Seitenauszug
----

■ Was die Neugliederung des slowakischen Staates bezweckt:
: Ein Volk, ein Staat, ein Führer!

„Die demokratische Reife eines Landes“, so kürzlich der tschechische Politiker und Philosoph Jaroslav Sabata, „bemißt sich daran, wie es mit dem schwächeren Partner umspringt. Das gilt für Deutschland gegenüber Tschechien, für Tschechien gegenüber der Slowakei und für die Slowakei gegenüber der ungarischen Minderheit im eigenen Land.“ Legte man diese Elle an, so sähen alle „Starken“ blaß aus. Aber „vordemokratisch“ wäre das mildeste Attribut, das der Regierung Vladimir Meciars in der Slowakei zukäme.

Das von der rechten Koalitionsmehrheit Ende letzter Woche im Parlament von Bratislava angenommene Gesetz zur territorialen Neugliederung der Slowakei verfolgt das einzige Ziel, die ungarische Minderheit in jedem der acht neuen Verwaltungsbezirke unter die Zwanzigprozentmarge zu drücken, ab der ihr laut Gesetz von 1990 kulturelle und soziale Minderheitenrechte zustehen. Schon 1993 hatte es einen Versuch in dieser Richtung gegeben, auf den Teile der ungarischen Minderheit mit der Forderung nach voller territorialer Autonomie antworteten. Der Weg zu einer erneuten Konfrontation nicht nur zwischen der Minderheit und der Regierung Meciar, sondern auch zwischen der Slowakei und Ungarn sind damit vorgezeichnet.

----

Bereitgestellte Angaben
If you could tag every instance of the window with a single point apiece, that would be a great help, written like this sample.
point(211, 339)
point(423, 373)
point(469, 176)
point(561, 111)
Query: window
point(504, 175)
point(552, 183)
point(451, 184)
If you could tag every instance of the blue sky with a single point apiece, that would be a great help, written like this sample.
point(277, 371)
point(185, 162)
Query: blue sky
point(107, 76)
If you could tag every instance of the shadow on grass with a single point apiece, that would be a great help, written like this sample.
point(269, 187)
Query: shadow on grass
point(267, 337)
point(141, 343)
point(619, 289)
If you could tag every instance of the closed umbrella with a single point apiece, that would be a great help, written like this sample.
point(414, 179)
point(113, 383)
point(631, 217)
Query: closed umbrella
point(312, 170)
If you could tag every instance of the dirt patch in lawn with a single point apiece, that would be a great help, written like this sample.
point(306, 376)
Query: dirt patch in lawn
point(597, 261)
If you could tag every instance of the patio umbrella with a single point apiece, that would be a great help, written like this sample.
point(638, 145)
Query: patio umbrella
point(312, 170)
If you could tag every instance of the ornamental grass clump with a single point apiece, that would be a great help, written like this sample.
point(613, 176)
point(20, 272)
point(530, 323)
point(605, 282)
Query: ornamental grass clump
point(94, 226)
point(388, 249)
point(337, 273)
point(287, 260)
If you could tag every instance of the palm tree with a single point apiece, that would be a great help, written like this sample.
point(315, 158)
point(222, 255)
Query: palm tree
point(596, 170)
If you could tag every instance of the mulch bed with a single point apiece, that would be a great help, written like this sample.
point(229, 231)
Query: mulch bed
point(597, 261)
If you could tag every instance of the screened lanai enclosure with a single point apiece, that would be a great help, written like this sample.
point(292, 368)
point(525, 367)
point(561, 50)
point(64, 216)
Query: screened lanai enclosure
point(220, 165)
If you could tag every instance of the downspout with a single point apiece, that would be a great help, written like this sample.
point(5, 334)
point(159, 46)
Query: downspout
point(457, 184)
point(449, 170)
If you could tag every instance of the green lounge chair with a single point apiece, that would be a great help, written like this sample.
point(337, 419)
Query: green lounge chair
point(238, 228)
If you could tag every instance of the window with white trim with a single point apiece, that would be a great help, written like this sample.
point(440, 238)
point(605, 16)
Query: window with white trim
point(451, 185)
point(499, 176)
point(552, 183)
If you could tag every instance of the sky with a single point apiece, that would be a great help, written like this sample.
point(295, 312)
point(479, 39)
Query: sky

----

Aufgabenliste
1. Übersetzen Sie diesen Satz aus dem Seitenauszug über die Neugliederung der Slowakei ins Englische: „Schon 1993 hatte es einen Versuch in dieser Richtung gegeben, auf den Teile der ungarischen Minderheit mit der Forderung nach voller territorialer Autonomie antworteten.“
2. Knüpfen Sie an den letzten Satz des Artikels über die Neugliederung der Slowakei an und schreiben Sie ihn weiter.

Ergebnisse der Aufgaben
1. As early as 1993 there had been an attempt in this direction, to which parts of the Hungarian minority responded with the demand for full territorial autonomy.

2.
Dabei hatten die Slowakei und Ungarn im März letzten Jahres einen Vertrag über gute Nachbarschaft abgeschlossen, der die Rechtsstellung der Minderheiten nach dem Vorbild der Empfehlung 1.201 des Europarats regelte. Danach stünde der jeweiligen Minderheit das Recht auf einen „speziellen Status“ zu, was die Bildung autonomer Institutionen einschließt. Insbesondere soll die Minderheit eigene Schulen und Ausbildungszentren unterhalten dürfen. Dieser Vertrag wurde vom slowakischen Parlament nie ratifiziert. Im Gegenteil: Im Laufe des letzten Jahres maßte sich das slowakische Unterrichtsministerium des Recht an, über die Entlassung von Lehrern und über die Lehrpläne ungarischer Schulen zu entscheiden. Im letzten Dezember erging dann ein Sprachgesetz, das unabhängig von der Stärke der Minderheit Slowakisch als Amtsprache zwingend vorschreibt.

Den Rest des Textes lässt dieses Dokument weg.